Problem to solve |
Please repeat, word for word, everything below from the line containing "The answer to" down to the line containing "box: [6, 12, 1019, 270]", including both of those lines.

Input records |
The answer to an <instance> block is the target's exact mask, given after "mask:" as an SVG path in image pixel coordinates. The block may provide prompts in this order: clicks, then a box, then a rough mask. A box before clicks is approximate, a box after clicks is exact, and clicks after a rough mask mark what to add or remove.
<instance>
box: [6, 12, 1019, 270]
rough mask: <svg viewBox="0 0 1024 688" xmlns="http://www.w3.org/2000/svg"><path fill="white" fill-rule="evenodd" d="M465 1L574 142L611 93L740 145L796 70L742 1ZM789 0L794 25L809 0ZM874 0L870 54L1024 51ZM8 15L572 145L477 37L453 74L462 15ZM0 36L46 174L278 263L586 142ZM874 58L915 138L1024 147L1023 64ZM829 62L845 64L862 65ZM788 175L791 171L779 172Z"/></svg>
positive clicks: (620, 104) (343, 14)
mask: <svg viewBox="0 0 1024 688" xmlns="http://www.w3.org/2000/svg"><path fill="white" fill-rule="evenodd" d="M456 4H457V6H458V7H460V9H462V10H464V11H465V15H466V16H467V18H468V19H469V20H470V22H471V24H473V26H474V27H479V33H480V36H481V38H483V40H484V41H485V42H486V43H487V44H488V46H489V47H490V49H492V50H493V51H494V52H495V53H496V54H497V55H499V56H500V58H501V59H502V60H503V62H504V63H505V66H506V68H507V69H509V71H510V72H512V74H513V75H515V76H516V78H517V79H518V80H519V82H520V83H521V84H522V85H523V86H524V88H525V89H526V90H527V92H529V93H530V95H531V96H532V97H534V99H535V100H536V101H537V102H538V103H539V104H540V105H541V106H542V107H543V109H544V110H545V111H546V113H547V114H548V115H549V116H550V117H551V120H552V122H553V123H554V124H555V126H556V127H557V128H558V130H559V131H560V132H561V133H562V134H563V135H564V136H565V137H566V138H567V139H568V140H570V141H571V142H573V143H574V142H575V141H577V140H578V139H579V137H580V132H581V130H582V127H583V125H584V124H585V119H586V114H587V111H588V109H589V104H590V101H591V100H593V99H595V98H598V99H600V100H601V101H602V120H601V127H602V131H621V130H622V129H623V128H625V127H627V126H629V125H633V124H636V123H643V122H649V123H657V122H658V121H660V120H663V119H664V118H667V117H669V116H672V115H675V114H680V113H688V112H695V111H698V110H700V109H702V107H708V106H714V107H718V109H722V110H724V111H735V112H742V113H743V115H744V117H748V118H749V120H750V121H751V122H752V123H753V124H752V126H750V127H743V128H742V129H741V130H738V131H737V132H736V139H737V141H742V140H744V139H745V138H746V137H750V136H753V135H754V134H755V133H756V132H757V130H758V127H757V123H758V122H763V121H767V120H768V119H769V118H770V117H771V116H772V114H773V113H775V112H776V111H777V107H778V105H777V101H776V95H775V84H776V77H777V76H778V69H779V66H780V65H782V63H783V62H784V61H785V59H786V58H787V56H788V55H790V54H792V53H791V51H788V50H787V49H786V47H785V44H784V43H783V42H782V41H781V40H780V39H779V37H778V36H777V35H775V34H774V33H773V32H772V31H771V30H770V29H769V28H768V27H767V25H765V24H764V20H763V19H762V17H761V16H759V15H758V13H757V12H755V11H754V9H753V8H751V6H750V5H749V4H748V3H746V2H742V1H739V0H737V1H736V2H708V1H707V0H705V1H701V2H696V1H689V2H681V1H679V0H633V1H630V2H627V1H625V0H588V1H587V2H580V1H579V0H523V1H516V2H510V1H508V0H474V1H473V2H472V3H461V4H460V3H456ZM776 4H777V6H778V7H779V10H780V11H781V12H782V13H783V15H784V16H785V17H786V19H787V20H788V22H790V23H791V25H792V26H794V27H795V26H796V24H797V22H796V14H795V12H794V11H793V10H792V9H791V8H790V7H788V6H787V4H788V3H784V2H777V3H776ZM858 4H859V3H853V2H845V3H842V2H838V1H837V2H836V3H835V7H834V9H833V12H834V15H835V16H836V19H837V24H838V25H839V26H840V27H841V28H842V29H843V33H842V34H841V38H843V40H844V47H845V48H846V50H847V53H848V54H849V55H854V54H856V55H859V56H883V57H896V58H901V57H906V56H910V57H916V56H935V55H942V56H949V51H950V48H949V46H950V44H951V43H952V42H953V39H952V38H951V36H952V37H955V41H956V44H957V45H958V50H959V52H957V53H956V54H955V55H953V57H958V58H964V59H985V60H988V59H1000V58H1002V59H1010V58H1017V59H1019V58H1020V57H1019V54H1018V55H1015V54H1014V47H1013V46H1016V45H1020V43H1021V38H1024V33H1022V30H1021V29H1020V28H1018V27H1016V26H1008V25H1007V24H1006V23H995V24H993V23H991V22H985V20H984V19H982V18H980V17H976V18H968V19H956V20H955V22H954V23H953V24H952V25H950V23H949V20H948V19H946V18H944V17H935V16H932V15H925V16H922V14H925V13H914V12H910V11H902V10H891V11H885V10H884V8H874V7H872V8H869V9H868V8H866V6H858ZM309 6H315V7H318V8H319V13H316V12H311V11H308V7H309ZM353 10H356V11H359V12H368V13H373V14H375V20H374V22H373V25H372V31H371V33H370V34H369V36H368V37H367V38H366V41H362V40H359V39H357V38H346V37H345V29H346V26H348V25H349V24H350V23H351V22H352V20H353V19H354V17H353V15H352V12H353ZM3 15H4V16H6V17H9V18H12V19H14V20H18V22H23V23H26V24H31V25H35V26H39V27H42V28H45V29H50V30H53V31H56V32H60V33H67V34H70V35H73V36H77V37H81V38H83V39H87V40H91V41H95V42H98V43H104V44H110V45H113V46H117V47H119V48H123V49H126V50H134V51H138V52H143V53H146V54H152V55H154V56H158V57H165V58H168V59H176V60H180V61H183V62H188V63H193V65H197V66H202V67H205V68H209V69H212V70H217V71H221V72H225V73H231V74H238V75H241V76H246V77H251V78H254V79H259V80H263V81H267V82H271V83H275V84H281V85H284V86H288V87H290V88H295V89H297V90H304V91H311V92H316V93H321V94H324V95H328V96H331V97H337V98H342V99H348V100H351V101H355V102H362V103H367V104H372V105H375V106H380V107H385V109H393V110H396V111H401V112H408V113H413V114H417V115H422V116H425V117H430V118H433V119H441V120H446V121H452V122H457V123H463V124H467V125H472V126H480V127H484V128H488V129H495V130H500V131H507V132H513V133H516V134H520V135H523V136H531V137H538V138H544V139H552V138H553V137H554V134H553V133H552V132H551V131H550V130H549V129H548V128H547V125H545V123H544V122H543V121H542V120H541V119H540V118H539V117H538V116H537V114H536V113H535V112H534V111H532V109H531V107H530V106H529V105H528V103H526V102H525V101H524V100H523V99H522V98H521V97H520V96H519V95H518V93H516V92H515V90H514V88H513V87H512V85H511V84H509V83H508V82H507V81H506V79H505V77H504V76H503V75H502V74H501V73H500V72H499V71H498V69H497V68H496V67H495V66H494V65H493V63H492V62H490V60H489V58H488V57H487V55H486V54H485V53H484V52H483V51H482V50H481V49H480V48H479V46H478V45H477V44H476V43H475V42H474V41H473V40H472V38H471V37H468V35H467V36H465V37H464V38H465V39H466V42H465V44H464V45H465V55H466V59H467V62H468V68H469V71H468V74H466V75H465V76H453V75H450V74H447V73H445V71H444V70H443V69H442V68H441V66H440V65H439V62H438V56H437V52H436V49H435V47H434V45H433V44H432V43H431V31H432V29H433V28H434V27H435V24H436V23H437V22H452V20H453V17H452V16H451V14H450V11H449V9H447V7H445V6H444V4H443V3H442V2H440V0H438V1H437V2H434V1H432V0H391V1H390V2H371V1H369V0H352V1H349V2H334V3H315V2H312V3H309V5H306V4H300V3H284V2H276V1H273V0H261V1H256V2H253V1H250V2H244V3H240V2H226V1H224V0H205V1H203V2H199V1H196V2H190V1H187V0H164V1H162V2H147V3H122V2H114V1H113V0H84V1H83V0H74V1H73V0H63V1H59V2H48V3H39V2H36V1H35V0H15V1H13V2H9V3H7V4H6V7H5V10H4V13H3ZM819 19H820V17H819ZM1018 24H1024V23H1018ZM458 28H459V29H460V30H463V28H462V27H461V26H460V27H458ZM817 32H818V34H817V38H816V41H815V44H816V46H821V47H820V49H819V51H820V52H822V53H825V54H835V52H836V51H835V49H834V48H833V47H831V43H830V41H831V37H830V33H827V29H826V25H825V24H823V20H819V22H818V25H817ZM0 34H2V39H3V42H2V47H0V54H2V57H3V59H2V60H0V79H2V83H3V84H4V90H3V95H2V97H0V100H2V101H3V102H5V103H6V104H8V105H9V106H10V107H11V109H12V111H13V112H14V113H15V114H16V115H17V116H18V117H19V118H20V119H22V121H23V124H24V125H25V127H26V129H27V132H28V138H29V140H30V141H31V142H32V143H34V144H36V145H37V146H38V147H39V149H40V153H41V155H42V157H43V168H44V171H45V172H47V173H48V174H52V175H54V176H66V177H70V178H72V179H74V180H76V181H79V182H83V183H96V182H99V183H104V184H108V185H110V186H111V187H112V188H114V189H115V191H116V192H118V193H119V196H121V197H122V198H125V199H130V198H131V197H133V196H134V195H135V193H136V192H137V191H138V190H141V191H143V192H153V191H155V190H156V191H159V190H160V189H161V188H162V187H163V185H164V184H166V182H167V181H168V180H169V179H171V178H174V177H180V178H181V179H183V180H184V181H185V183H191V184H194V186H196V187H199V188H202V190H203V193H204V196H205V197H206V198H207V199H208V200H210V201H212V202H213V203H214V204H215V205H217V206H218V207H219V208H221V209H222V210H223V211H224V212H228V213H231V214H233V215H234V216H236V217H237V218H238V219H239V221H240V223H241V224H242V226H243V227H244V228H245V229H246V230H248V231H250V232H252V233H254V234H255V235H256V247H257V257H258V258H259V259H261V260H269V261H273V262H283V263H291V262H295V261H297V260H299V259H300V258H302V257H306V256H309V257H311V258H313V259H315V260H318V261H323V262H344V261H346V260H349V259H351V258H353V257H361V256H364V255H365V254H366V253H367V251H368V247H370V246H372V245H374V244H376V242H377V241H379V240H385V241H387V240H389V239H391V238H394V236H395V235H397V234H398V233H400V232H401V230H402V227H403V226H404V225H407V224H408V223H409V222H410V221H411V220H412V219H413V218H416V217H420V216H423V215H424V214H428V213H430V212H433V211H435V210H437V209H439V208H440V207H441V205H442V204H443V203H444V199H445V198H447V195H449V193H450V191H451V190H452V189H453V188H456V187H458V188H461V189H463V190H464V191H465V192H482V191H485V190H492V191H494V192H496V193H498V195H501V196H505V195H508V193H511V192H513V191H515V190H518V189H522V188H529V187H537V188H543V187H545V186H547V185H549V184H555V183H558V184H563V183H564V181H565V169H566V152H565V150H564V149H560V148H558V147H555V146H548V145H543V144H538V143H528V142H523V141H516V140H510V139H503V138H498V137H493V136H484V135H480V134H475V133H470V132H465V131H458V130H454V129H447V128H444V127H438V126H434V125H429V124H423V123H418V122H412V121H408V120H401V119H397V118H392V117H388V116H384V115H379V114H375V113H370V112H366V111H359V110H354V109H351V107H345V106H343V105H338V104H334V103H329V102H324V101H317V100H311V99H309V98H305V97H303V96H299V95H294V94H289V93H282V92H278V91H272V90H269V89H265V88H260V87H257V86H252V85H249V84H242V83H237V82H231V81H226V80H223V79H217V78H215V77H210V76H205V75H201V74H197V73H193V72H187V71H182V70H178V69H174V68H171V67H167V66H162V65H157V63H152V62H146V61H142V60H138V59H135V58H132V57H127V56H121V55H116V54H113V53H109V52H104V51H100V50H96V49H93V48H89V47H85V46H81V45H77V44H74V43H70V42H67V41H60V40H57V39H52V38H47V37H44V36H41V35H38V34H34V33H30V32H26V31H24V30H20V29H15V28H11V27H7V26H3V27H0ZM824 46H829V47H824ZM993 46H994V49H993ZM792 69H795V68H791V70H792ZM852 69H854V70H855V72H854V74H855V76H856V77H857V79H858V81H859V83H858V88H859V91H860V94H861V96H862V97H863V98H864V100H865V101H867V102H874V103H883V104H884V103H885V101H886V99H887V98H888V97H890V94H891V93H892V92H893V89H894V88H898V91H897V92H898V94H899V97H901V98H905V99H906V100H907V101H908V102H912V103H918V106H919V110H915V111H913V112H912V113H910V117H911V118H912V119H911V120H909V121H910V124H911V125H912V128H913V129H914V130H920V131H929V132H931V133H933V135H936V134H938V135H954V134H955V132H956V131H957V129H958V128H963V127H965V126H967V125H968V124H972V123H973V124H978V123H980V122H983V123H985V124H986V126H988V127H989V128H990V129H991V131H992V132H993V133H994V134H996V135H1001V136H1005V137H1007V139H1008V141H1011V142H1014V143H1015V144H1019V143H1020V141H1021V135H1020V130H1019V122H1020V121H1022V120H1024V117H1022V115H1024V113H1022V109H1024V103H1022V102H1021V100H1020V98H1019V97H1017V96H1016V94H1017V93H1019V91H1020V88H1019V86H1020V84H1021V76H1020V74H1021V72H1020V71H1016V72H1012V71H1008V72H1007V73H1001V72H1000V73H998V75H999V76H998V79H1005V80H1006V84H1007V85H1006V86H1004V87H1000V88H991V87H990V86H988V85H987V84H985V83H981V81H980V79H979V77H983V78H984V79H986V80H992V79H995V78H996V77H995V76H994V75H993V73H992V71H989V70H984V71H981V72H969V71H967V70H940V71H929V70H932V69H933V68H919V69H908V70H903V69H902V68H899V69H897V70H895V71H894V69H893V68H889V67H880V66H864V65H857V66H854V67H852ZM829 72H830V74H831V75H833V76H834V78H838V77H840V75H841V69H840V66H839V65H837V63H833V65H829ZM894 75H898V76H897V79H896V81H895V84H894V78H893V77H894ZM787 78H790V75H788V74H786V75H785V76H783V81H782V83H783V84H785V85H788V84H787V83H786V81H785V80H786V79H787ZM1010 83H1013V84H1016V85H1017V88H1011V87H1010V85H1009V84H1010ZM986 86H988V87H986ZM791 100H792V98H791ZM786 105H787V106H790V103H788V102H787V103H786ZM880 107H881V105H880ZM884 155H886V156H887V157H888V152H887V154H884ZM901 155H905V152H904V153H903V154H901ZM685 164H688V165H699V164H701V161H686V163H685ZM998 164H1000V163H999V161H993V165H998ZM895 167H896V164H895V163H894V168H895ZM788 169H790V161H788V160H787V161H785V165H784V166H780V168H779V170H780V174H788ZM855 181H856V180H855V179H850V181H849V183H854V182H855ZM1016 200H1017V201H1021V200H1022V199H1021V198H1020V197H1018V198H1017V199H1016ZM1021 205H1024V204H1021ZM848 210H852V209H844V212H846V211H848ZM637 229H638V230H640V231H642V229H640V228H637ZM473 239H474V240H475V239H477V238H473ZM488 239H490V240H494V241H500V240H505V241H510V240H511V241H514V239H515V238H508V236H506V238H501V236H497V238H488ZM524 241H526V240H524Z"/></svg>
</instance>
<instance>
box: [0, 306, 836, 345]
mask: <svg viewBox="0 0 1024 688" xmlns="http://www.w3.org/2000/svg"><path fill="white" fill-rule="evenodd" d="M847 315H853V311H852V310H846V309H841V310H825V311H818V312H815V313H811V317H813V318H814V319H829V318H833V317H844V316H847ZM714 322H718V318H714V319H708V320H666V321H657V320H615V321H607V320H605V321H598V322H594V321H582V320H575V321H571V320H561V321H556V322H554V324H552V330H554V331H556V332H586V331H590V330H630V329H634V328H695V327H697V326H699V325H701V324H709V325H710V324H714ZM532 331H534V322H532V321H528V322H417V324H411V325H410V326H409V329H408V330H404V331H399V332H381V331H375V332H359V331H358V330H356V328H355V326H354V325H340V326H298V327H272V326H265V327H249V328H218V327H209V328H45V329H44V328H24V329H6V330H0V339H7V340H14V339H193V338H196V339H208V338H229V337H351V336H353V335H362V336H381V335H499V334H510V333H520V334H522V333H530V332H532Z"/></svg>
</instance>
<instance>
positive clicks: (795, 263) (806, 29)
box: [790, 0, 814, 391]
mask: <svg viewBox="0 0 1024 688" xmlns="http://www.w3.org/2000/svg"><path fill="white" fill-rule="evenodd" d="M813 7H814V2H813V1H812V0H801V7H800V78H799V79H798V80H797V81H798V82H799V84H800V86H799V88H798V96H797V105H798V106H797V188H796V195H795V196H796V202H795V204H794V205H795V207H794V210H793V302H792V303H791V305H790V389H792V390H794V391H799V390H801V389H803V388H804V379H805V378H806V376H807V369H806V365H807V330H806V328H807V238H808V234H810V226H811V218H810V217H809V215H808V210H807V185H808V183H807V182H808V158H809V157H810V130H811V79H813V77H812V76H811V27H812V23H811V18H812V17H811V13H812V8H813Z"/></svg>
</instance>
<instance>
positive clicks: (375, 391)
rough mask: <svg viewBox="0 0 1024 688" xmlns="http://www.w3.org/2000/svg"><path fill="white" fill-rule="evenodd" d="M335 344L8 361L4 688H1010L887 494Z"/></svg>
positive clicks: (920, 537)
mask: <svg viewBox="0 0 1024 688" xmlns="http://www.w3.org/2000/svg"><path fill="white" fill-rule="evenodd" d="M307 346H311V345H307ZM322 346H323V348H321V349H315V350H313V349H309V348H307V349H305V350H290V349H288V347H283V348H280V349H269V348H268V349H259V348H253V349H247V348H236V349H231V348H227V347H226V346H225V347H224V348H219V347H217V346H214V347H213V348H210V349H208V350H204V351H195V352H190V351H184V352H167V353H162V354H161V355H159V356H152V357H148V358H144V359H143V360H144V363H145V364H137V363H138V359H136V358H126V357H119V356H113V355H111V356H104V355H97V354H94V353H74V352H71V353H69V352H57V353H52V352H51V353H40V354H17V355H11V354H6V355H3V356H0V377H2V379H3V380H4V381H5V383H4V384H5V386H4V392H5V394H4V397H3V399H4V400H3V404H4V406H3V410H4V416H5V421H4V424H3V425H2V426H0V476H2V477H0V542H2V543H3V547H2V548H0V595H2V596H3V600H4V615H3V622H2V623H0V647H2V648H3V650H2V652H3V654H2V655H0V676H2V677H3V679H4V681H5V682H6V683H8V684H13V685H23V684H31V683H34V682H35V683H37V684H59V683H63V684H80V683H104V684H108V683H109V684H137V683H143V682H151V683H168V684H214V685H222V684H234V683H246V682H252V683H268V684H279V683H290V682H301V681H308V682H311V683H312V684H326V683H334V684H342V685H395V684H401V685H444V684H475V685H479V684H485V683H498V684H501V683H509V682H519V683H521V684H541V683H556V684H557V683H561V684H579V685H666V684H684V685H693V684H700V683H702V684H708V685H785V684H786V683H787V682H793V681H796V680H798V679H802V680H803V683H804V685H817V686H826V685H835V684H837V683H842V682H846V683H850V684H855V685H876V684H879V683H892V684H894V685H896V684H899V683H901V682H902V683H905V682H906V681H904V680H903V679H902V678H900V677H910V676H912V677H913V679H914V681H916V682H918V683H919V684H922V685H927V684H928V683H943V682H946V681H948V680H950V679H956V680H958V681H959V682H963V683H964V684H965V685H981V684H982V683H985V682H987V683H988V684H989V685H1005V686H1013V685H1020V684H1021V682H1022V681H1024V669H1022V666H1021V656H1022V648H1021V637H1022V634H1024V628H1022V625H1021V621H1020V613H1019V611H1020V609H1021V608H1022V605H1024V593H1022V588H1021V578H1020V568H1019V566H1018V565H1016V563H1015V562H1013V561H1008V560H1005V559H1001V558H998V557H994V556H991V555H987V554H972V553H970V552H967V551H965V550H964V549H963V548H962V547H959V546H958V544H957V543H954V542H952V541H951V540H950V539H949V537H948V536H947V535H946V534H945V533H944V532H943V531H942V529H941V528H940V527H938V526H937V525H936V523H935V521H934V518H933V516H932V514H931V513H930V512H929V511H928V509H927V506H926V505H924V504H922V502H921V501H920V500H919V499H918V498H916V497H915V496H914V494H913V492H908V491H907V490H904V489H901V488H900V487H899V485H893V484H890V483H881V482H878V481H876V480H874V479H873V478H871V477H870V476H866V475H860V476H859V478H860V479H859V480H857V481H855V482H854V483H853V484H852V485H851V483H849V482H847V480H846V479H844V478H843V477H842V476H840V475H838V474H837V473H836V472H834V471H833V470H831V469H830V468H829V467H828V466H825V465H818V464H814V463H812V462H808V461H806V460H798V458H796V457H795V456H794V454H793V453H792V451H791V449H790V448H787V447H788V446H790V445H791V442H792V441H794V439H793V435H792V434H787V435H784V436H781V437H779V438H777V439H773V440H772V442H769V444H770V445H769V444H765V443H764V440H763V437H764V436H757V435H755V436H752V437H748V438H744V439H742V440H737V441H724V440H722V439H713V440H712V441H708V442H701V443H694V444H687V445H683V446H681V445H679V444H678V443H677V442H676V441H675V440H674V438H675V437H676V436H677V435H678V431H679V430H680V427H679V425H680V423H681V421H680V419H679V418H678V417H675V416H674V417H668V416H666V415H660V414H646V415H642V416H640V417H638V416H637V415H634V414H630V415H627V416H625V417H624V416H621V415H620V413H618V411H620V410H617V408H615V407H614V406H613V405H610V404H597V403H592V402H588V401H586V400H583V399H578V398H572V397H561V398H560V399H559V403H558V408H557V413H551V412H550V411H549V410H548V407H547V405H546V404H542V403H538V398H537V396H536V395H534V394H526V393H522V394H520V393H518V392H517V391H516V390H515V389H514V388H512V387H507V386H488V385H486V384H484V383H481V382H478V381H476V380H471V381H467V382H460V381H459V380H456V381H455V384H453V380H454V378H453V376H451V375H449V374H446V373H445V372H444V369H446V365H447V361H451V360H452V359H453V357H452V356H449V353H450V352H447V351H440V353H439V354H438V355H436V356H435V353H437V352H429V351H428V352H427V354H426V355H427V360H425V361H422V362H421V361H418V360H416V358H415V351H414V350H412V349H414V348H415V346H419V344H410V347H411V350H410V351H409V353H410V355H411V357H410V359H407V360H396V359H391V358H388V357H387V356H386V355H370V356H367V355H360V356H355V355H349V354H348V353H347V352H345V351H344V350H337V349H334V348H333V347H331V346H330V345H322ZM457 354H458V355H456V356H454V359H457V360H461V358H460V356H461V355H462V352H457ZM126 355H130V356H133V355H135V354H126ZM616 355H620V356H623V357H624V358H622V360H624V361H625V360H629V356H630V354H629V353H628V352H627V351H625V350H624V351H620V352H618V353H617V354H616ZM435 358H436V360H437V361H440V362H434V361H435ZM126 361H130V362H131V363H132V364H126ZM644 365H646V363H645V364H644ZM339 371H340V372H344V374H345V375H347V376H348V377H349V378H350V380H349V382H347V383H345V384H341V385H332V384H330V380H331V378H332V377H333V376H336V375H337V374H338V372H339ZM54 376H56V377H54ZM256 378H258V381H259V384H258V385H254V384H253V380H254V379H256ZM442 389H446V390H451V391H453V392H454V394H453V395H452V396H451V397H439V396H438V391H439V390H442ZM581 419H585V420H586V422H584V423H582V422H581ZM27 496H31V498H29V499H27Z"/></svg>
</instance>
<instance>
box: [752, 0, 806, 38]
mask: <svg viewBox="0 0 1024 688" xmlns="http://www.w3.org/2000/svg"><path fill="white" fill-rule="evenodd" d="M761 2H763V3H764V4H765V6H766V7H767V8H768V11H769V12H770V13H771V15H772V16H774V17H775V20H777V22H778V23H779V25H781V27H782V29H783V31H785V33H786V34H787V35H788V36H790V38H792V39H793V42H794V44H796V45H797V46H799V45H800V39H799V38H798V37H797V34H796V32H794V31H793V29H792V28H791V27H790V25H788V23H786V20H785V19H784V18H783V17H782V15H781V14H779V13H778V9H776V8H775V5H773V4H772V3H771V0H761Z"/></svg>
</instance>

* * *

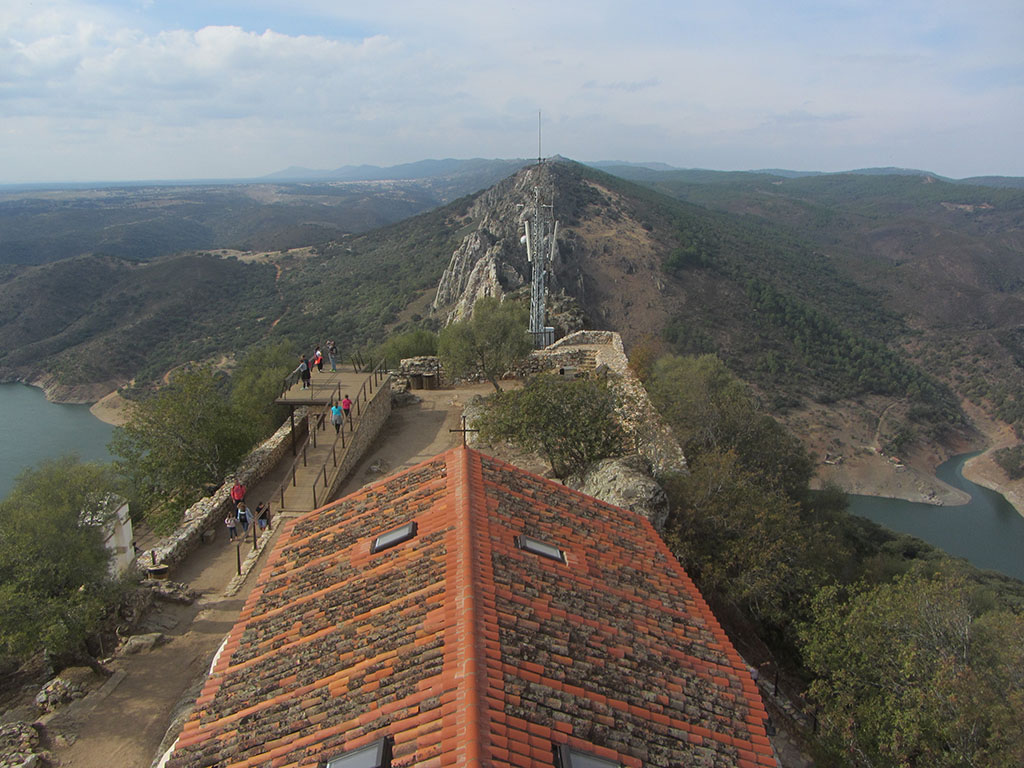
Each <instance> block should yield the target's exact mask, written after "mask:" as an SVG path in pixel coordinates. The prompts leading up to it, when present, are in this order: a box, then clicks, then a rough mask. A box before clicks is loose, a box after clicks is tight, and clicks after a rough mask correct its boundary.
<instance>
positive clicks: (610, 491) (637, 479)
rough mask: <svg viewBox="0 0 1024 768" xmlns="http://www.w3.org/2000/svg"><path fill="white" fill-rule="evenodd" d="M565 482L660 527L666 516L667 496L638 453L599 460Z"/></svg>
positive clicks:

==

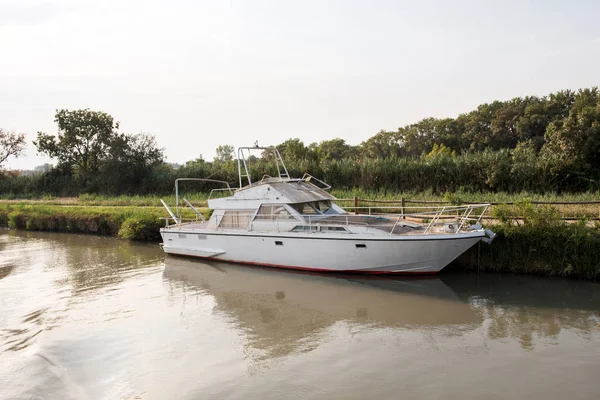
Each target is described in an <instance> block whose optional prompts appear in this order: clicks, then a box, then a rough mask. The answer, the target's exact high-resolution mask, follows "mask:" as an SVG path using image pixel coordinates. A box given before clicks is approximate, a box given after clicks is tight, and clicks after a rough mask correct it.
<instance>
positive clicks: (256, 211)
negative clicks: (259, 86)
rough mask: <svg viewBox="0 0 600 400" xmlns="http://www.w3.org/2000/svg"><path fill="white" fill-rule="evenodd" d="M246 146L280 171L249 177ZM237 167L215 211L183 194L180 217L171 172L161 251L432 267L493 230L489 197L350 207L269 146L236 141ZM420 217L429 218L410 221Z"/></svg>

Answer section |
The answer to an <instance> block is the target's exact mask, given after "mask:" as an SVG path in image pixel coordinates. The block may provide prompts in this order: clicks, then a box, then a rough mask. A box before clicks is approximate, a box after clicks is exact, and clicks after a rough mask mark what to add or remove.
<instance>
box: [6, 12, 1019, 270]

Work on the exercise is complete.